Start of Input records

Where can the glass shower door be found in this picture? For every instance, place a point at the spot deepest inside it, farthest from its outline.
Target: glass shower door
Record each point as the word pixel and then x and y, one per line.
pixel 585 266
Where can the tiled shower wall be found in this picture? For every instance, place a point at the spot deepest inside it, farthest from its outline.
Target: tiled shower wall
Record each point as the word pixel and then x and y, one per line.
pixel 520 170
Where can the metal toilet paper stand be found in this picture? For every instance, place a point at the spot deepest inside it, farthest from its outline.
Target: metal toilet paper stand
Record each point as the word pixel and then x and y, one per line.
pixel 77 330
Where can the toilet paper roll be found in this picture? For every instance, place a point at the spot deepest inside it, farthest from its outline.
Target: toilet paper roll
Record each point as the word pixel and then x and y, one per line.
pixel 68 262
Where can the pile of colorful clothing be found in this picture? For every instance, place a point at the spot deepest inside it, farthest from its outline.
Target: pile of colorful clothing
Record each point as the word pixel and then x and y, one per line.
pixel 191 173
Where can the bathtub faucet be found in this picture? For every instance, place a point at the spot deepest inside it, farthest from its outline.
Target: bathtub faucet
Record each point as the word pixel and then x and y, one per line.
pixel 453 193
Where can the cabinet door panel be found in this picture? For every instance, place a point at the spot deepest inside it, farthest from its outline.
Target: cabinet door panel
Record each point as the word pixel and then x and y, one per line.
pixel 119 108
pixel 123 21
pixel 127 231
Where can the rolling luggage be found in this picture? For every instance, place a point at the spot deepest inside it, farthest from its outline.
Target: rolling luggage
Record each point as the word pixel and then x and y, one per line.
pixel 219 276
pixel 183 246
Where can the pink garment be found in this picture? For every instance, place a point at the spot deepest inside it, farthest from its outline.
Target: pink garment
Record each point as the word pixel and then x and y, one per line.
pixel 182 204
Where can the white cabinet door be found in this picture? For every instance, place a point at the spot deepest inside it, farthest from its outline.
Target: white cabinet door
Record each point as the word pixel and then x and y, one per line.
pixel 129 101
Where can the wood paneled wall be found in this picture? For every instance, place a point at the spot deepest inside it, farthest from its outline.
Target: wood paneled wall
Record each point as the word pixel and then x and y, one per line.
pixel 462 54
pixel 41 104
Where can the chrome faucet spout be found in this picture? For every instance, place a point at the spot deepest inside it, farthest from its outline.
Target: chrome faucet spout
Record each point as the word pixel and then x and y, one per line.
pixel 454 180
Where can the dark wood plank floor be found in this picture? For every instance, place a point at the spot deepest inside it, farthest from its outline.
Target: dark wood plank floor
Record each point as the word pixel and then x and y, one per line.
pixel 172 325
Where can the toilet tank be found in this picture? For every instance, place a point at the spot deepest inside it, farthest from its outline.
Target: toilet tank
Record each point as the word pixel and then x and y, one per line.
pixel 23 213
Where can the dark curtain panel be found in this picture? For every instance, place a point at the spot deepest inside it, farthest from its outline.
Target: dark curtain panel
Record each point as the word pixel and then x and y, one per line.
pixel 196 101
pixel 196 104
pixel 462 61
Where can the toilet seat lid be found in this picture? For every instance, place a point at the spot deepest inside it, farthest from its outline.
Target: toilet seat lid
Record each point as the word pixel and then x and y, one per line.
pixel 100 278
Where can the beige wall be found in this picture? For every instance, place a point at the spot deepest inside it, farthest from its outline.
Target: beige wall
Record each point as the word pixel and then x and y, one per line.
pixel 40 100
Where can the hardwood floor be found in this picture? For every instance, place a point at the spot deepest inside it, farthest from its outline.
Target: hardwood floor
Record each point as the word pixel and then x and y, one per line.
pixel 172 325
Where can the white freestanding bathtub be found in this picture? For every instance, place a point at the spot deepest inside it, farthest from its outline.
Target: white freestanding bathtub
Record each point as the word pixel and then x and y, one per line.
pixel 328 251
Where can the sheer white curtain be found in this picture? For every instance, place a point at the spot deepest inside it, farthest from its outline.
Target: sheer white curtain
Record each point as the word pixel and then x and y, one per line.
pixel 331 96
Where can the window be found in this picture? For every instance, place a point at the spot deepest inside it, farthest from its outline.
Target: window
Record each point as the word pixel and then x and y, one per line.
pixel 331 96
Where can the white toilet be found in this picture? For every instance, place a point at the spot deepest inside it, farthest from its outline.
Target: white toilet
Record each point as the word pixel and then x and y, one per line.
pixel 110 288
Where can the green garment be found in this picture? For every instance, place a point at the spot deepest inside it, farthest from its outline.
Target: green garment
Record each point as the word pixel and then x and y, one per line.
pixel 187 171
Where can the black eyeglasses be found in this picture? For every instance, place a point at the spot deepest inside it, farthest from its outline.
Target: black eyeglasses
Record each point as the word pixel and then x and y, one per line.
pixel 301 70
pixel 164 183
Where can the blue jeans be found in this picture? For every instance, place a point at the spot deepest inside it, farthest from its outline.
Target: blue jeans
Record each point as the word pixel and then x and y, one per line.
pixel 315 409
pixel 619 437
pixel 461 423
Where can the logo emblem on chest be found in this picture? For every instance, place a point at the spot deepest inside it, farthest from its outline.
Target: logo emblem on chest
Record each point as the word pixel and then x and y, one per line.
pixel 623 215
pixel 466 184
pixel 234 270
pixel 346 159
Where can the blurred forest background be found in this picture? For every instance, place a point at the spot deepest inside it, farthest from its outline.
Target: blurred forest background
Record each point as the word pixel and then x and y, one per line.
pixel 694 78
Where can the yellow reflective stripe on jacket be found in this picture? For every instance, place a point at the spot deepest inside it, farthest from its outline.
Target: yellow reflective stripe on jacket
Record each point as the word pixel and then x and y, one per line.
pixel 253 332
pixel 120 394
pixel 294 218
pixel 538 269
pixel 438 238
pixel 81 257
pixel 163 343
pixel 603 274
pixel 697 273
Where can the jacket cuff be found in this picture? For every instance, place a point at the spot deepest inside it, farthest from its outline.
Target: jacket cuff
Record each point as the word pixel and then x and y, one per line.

End of Input records
Start of Input records

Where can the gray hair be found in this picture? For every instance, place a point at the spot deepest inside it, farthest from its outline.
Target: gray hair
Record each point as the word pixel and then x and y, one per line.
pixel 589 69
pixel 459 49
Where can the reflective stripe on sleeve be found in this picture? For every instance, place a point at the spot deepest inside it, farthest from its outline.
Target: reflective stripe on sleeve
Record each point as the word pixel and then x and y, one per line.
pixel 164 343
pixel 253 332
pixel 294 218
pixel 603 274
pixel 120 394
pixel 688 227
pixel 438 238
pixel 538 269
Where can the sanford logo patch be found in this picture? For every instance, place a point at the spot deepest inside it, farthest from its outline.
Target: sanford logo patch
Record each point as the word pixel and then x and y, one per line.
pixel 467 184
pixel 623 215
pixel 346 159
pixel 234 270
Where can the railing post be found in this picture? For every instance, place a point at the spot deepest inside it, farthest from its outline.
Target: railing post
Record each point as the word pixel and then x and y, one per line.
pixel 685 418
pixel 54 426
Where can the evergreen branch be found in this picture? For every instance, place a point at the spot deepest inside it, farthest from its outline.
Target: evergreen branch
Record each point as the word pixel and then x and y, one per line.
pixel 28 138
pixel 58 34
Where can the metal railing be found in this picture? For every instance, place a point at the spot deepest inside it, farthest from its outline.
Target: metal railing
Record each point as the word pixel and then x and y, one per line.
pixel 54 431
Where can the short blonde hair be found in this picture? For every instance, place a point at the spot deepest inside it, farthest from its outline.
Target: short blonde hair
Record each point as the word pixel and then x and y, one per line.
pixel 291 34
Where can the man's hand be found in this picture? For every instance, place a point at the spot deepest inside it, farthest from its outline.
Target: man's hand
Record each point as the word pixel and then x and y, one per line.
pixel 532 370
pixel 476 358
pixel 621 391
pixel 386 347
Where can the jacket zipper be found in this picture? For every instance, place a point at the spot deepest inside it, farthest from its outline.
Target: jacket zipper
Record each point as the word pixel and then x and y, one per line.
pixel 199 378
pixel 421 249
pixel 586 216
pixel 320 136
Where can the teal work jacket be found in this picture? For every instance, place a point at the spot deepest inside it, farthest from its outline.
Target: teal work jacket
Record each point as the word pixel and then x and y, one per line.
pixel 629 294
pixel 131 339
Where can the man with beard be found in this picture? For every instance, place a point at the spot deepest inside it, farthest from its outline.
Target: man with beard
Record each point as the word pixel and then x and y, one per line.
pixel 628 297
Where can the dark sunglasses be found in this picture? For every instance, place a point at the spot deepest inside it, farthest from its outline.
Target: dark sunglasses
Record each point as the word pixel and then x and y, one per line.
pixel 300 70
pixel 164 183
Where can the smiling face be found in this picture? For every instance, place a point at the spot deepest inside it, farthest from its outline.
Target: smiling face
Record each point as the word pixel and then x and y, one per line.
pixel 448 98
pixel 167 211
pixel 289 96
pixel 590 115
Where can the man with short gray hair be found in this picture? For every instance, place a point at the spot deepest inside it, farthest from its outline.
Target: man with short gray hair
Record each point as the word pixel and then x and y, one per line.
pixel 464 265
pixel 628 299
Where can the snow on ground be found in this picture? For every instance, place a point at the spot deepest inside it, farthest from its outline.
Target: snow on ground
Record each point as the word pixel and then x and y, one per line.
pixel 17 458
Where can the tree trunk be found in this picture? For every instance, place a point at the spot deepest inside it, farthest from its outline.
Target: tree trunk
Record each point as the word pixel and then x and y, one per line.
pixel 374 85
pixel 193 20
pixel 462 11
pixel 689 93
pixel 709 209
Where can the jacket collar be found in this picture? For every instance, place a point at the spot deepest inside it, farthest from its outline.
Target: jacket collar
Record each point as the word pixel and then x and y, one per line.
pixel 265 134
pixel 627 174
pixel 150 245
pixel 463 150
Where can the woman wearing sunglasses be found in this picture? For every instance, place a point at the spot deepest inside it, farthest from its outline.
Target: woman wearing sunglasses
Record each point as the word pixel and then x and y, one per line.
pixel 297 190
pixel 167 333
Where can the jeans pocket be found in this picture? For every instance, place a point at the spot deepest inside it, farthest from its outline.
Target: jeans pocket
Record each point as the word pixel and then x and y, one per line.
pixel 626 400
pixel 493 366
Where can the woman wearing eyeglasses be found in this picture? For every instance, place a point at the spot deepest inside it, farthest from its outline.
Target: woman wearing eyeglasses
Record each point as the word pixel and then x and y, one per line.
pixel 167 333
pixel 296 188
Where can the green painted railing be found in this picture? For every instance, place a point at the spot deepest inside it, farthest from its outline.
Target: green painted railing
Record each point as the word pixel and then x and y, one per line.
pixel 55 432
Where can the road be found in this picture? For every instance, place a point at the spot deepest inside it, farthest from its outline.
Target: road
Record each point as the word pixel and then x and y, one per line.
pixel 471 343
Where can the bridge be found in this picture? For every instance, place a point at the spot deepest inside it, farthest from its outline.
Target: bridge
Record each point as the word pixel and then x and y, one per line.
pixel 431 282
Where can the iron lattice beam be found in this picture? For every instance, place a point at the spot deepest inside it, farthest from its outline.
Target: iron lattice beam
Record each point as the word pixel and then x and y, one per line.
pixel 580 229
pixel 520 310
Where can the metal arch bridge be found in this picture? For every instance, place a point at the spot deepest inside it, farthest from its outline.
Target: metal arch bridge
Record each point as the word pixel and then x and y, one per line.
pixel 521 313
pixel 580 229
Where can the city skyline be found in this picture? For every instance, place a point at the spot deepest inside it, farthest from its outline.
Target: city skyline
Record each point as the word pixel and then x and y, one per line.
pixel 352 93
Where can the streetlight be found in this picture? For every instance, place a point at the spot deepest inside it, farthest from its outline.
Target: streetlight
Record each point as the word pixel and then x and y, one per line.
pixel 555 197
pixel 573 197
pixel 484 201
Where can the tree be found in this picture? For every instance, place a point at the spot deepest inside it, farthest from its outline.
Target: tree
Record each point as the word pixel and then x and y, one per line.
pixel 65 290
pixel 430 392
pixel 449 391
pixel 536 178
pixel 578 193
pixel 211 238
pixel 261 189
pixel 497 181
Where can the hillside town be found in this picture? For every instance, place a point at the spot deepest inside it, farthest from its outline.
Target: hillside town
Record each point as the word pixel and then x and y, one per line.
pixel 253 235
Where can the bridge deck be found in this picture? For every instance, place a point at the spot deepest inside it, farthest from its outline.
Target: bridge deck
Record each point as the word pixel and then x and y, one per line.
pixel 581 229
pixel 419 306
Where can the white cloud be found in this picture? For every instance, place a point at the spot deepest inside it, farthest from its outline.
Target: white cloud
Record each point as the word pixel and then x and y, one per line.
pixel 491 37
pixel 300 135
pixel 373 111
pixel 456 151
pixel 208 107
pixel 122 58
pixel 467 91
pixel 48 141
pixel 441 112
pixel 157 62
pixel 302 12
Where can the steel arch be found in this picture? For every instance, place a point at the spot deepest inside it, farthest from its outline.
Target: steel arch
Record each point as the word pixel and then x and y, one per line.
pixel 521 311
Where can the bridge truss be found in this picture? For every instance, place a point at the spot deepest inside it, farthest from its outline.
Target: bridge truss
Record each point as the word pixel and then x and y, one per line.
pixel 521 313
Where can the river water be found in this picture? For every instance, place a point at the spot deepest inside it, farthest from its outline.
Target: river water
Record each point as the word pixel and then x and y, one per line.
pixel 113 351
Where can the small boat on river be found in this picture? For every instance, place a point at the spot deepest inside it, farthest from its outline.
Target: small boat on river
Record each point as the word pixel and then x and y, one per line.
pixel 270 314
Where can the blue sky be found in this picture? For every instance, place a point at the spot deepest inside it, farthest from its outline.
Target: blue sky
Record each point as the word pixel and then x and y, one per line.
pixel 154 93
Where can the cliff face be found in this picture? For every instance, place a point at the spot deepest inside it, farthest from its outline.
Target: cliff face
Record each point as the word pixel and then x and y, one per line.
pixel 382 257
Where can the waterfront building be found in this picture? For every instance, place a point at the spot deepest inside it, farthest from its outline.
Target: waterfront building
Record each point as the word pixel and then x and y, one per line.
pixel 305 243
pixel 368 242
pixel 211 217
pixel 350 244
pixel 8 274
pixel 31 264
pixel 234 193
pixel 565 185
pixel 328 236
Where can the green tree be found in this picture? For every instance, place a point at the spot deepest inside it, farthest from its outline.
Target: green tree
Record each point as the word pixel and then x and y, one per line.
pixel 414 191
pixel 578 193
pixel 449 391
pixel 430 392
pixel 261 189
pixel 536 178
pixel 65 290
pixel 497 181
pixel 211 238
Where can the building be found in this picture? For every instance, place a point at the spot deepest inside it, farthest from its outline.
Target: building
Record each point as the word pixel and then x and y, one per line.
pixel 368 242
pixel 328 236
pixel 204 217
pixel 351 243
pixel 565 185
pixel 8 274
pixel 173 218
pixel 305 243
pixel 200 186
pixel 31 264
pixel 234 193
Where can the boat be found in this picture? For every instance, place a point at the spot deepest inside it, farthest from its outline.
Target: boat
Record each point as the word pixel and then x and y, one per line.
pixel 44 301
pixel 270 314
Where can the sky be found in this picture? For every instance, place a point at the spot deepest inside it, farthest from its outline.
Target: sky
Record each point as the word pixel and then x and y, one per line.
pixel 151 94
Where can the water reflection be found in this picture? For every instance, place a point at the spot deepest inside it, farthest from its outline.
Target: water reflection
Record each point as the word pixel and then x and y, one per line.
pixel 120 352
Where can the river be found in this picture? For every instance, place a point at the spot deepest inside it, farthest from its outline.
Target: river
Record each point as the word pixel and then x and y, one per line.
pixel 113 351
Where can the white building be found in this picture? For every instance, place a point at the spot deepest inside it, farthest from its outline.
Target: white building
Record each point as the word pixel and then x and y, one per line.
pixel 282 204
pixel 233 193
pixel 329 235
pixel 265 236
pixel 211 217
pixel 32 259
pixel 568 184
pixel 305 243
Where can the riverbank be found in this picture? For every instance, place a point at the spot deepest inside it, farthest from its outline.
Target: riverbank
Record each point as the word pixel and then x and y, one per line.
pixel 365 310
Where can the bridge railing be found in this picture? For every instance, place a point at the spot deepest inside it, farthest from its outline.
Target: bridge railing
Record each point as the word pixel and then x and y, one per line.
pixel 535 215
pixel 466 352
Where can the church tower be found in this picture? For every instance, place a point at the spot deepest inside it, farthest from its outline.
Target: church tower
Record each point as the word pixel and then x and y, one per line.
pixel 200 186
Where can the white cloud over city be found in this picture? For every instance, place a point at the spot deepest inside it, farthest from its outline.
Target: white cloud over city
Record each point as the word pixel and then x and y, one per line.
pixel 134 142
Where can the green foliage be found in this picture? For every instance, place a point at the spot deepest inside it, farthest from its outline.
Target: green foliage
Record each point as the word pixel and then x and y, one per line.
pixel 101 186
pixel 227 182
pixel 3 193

End of Input records

All lines of the records above with the word "yellow" in them are to be copied.

▸ **Output**
Where can the yellow reflective stripe on jacket be found in this picture? For every instance, place a point at the spot deepest inside it, farthest from its outline.
Target: yellow reflective stripe on jacket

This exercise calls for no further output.